How to complete this task: Every line from the start of the records below to the line containing "Within each instance, areas" should be retyped exactly, that line included, and no others.

* * * * *

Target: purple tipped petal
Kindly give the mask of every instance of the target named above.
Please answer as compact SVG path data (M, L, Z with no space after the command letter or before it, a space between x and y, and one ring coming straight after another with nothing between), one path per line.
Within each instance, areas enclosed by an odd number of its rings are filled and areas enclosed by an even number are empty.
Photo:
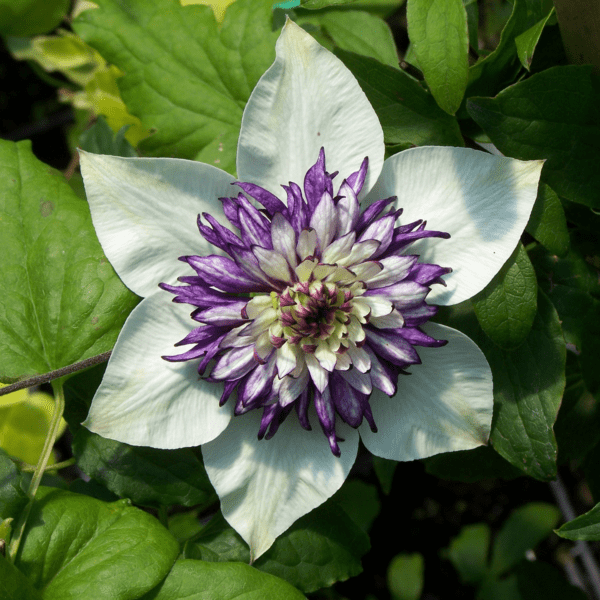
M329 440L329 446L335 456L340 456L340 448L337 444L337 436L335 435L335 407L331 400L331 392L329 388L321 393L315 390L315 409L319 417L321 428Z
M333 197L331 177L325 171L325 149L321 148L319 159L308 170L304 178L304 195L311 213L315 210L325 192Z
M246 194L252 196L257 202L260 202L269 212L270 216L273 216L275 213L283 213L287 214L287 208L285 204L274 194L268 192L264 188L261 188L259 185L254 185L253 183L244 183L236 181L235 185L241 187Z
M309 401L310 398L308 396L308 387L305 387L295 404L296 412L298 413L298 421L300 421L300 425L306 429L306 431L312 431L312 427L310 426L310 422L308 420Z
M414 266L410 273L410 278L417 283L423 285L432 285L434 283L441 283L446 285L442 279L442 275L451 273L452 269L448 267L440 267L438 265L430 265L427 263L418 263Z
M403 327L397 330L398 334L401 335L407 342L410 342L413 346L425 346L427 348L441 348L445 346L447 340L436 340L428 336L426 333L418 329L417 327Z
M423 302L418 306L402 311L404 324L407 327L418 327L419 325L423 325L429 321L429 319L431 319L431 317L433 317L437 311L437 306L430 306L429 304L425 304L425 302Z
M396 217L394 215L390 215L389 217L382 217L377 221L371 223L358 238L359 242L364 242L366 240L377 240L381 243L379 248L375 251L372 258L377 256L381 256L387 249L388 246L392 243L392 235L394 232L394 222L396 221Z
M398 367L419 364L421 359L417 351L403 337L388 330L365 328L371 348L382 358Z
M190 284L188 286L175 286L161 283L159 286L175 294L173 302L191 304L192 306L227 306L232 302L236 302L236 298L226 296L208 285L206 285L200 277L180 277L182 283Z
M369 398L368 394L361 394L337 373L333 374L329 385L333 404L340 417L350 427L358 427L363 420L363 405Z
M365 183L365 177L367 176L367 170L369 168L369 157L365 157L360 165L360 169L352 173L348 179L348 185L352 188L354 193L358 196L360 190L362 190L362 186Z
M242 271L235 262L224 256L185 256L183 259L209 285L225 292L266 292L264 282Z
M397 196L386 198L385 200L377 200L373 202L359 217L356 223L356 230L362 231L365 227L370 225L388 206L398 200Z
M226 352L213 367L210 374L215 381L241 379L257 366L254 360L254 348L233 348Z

* * * * *

Solution for this problem:
Target: purple tipped petal
Kindly give the mask of every instance of the target named above.
Please answer as compact SVG path data (M, L, Z with no space after the command letter or before it, a space between x and y, and one ring coming straight after another with nothing between), one path per line.
Within each instance, areas enclosed by an odd number of its rings are filled and areas enclosed by an even number are empty.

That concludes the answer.